◆ **DATA**:

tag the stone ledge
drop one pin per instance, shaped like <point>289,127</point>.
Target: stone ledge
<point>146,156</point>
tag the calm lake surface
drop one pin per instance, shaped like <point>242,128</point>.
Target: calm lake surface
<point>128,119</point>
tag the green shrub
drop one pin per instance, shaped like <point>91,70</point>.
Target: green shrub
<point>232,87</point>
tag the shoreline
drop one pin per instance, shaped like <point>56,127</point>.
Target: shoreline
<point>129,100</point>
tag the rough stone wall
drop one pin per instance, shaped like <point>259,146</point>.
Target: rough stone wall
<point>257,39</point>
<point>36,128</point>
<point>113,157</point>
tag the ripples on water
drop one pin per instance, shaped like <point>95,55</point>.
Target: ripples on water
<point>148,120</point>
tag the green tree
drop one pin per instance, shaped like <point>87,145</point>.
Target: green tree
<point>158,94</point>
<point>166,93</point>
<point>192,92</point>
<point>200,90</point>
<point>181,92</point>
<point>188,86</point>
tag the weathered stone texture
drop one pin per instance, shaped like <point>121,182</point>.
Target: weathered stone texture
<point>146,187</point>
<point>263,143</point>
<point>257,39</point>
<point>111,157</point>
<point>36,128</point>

---

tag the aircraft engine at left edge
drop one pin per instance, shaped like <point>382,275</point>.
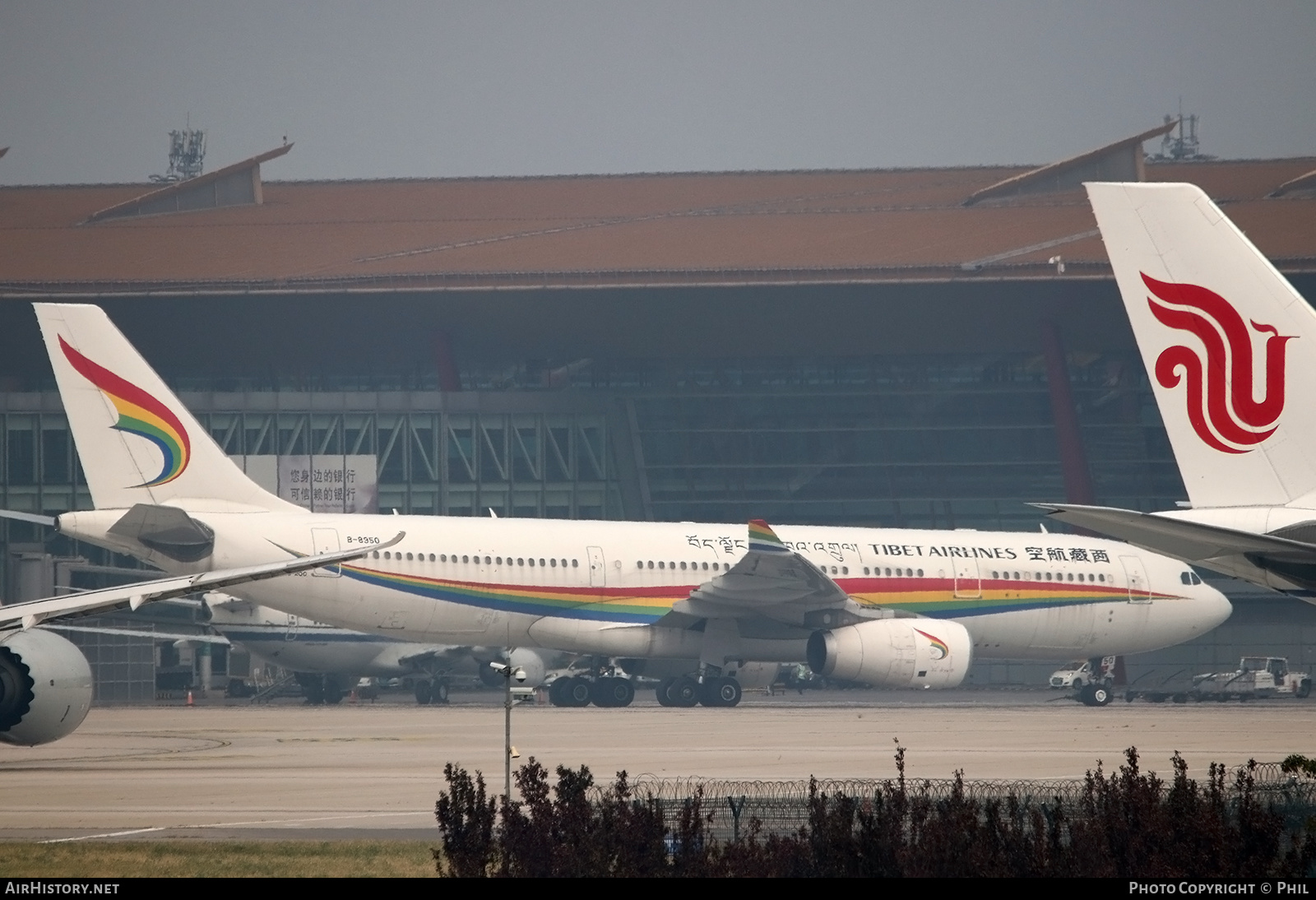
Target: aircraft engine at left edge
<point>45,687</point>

◆ **AIM OF THE TASK**: Copy only this part of the entries above: the line with "tag the stone ledge", the line with "drop one pin per instance, shaped like <point>121,182</point>.", and the lines between, all exactly as written.

◆ **RESULT BELOW**:
tag the stone ledge
drop one pin per instance, shaped like <point>289,127</point>.
Target: stone ledge
<point>146,156</point>
tag the calm lake surface
drop one pin per instance, shaped like <point>242,128</point>.
Target: calm lake surface
<point>128,119</point>
tag the green shrub
drop one pin per instance, shaped like <point>91,70</point>.
Target: green shrub
<point>232,87</point>
tag the shoreline
drop one pin per instance, shaped like <point>56,127</point>.
Target: shoreline
<point>129,100</point>
tag the rough stone wall
drop one pin per instance, shaped like <point>259,146</point>.
Target: rough stone wall
<point>257,39</point>
<point>36,128</point>
<point>113,157</point>
tag the ripples on water
drop one pin per instance, shaped like <point>95,55</point>.
Target: ripples on water
<point>148,120</point>
tag the green tree
drop one pin per instance, shaped like <point>87,145</point>.
Target: green tree
<point>158,94</point>
<point>166,93</point>
<point>192,92</point>
<point>200,90</point>
<point>181,92</point>
<point>188,86</point>
tag the weathered stone texture
drop one pin per instance, shaped like <point>121,182</point>.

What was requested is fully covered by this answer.